→ Exercise goal
From the material below, take only the lines from the one with "On this screenshot, the boy's hand" up to and including the one with "[240,140,508,598]", and arrange them as a numbered list with blank lines left out.
## START Supplied data
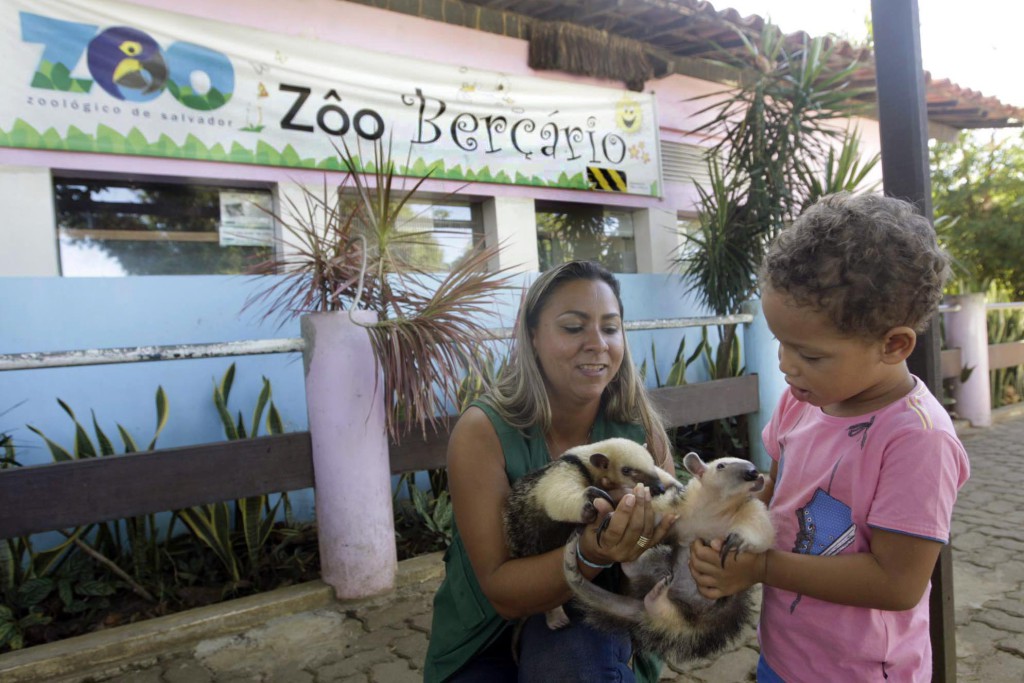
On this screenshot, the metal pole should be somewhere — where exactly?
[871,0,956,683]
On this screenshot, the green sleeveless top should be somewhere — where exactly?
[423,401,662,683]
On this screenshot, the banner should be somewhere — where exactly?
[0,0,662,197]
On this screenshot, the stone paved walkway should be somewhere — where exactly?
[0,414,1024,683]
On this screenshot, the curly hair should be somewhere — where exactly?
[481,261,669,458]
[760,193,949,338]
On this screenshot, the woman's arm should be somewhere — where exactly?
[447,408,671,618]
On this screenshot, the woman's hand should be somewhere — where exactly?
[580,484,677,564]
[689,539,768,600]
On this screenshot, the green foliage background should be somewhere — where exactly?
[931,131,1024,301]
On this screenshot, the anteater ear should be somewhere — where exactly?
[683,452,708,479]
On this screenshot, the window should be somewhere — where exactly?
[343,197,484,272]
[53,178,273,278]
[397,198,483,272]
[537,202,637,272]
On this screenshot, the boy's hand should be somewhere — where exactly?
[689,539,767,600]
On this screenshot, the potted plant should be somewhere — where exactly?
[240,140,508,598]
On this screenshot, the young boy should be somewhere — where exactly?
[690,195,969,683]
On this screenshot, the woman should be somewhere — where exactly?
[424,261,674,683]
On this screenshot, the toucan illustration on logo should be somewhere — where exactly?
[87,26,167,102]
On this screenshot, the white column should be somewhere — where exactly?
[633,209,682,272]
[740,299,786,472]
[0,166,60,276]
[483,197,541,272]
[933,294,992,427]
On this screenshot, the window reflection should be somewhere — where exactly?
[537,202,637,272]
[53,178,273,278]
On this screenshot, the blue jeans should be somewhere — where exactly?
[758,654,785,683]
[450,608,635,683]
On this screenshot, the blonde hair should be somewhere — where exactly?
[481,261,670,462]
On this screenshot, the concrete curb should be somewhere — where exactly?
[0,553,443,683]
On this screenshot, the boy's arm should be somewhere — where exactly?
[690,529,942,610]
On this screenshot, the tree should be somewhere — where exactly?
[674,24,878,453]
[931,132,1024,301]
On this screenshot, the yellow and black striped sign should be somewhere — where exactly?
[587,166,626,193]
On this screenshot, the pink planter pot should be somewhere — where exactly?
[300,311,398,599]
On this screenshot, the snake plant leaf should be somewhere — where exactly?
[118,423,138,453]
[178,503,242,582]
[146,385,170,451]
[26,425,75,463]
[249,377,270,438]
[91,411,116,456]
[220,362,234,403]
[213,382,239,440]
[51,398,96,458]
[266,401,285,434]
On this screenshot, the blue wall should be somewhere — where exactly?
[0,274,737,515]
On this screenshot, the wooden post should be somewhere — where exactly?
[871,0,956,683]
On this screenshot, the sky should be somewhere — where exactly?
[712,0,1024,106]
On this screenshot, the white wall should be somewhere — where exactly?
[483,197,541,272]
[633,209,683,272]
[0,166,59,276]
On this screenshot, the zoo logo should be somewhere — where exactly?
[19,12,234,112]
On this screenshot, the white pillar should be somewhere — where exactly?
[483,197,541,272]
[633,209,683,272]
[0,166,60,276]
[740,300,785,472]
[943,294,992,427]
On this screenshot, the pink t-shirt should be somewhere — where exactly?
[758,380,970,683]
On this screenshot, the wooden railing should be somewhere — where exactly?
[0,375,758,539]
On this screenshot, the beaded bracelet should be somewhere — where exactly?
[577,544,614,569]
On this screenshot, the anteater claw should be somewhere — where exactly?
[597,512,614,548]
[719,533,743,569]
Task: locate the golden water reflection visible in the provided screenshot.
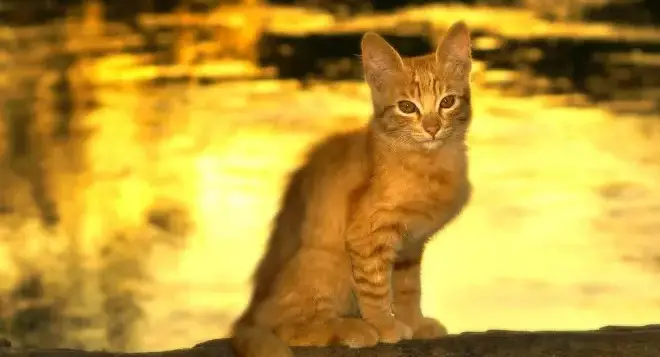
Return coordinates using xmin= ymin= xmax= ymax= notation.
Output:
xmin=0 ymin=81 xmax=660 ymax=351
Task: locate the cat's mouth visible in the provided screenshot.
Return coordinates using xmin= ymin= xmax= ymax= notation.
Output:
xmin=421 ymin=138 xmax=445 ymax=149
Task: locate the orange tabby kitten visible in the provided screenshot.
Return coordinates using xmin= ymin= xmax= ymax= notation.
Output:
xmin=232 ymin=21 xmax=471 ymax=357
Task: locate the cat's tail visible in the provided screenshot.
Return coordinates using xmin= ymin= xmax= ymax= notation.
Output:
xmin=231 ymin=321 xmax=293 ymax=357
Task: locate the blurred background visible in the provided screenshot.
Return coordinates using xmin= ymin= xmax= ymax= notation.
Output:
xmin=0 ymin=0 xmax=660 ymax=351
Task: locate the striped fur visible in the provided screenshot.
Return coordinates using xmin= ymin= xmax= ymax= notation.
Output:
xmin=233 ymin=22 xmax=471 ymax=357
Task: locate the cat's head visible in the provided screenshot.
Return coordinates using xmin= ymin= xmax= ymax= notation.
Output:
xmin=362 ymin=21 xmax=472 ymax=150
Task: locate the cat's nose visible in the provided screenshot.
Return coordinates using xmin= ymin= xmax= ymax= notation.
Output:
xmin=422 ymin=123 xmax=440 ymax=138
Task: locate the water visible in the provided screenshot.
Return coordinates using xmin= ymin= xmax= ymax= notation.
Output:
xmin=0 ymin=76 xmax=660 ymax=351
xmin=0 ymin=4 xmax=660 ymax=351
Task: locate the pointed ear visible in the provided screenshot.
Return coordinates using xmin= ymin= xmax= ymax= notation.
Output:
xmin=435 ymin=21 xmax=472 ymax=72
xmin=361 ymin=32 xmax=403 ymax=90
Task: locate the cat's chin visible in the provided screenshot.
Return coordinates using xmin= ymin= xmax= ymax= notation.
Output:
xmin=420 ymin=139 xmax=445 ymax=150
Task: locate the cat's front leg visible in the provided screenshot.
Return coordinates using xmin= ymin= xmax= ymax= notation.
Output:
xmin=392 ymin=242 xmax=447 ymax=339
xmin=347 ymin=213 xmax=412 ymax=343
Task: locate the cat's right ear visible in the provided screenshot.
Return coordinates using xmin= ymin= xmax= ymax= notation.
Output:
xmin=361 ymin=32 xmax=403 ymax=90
## END Supplied data
## START Supplied data
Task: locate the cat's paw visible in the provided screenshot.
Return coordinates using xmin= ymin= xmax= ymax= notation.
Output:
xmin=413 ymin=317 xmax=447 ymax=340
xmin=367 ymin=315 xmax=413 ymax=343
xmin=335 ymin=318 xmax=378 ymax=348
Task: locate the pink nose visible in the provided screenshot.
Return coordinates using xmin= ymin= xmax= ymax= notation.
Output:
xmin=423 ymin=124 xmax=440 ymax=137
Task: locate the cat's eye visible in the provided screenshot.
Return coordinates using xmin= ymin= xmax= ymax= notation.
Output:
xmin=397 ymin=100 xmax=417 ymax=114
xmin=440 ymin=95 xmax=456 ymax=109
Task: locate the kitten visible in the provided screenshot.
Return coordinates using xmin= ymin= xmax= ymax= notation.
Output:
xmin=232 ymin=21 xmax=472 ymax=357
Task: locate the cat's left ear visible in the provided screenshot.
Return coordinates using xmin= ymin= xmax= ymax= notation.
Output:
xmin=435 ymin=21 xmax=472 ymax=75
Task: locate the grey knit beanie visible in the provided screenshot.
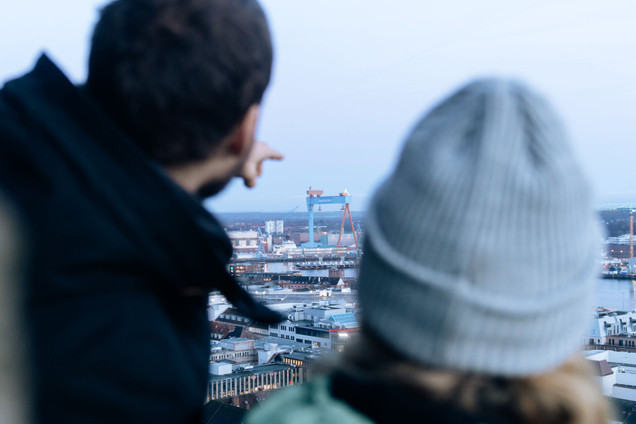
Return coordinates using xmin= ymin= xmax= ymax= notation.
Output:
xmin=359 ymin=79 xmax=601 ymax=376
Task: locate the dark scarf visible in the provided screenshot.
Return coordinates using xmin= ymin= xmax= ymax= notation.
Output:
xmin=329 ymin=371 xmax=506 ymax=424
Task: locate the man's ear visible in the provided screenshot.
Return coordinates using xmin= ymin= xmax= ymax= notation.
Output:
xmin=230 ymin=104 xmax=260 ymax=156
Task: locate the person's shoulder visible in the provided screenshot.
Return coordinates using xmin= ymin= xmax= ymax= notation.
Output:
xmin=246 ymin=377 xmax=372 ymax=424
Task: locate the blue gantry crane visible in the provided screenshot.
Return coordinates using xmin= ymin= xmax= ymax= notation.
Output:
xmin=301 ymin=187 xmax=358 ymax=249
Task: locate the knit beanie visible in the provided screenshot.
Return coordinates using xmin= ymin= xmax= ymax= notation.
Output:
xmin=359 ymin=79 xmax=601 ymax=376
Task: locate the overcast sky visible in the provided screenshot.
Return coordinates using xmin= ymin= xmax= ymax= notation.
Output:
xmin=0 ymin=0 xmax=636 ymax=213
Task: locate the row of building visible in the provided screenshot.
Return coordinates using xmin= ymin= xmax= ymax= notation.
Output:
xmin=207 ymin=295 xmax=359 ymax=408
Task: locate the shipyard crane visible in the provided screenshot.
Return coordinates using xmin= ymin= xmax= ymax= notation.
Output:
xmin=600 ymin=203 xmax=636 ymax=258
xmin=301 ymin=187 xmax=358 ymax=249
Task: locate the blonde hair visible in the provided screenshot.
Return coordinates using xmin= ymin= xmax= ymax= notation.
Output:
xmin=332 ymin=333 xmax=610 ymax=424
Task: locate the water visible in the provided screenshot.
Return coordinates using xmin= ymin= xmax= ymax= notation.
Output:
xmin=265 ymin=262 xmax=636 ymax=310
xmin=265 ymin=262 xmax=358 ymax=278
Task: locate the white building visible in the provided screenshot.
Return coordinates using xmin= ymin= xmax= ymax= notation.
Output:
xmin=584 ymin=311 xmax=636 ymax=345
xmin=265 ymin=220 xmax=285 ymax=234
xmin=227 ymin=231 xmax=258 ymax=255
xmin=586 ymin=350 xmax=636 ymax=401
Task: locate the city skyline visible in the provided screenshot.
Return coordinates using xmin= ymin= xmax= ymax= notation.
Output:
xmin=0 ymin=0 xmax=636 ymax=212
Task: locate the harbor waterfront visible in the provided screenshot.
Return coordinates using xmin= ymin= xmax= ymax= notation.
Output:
## END Supplied data
## START Supplied data
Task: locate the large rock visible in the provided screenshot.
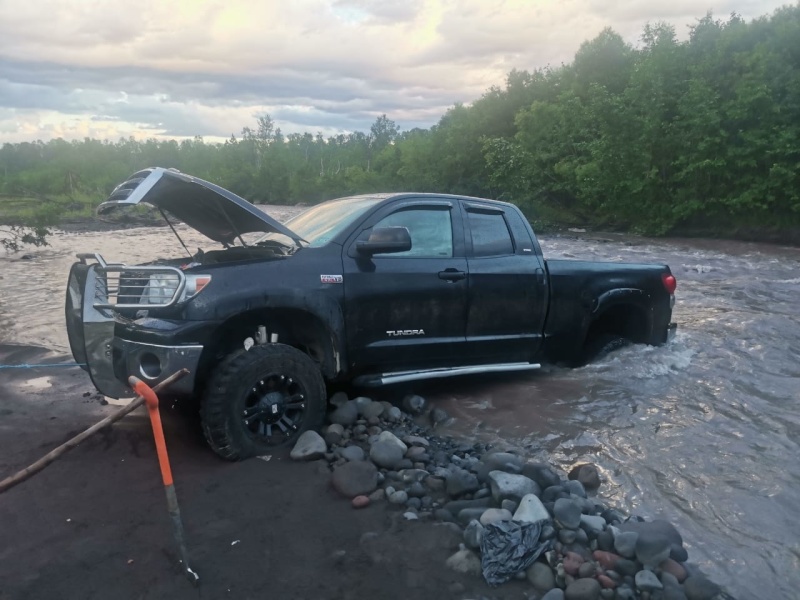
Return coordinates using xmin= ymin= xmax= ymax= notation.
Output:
## END Supplied data
→ Exercise solution
1. On this screenshot, the boy's hand should be somewhere — where exactly?
2. [689,539,767,600]
3. On this screenshot, the potted plant should be somewhere — where exactly?
4. [240,140,508,598]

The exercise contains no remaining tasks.